Written instruction: Rewrite the lines below, replacing "Could you please provide" with "Please supply" wherever it occurs and leaving everything else unchanged.

Record list:
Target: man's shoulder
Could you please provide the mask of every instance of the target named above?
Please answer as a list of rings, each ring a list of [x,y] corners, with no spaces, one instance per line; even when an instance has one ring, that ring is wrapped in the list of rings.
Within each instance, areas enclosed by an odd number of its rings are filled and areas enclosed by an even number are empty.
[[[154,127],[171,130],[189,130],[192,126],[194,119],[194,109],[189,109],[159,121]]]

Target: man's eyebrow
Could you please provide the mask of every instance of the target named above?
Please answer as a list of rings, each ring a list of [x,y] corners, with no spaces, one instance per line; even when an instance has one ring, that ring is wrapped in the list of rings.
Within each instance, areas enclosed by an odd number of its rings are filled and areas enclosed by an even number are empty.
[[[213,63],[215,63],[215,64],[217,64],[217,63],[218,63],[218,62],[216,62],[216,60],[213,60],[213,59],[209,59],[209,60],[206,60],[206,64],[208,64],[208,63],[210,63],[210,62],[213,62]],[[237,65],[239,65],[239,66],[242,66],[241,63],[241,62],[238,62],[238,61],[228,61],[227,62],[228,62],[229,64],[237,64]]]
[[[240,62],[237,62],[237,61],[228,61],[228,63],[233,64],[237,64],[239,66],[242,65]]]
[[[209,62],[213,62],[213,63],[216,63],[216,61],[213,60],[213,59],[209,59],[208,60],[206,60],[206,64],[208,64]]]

Solution:
Target: man's shoulder
Please supply the mask of every instance of the target named above?
Please answer as a list of rings, each ring a list of [x,y] corners, with no spaces, one instance per line; even when an instance has one ring, that ring is wrapped in the list of rings.
Within each instance, areas enclosed by an odd number of its rings are filled and areas enclosed by an even number are empty.
[[[154,127],[171,130],[189,130],[192,126],[194,119],[194,109],[189,109],[159,121]]]

Target: man's eyebrow
Please supply the mask of every instance of the target named above?
Please answer as a list of rings, each ring a list of [x,y] corners, with no spaces, one instance per line; even when an instance has one ring, that ring is wrapped in the list of rings.
Within each instance, areas enclosed by an odd number of its rings are filled and areas enclosed by an even number are empty.
[[[213,63],[215,63],[215,64],[217,64],[217,63],[218,63],[218,62],[216,62],[216,60],[213,60],[213,59],[209,59],[209,60],[206,60],[206,64],[208,64],[208,63],[210,63],[210,62],[213,62]],[[237,65],[239,65],[239,66],[242,66],[241,63],[241,62],[238,62],[238,61],[228,61],[227,62],[228,62],[229,64],[237,64]]]
[[[240,62],[237,62],[237,61],[228,61],[228,63],[233,64],[237,64],[239,66],[242,65]]]
[[[209,62],[213,62],[213,63],[216,63],[216,61],[213,60],[213,59],[209,59],[208,60],[206,60],[206,64],[208,64]]]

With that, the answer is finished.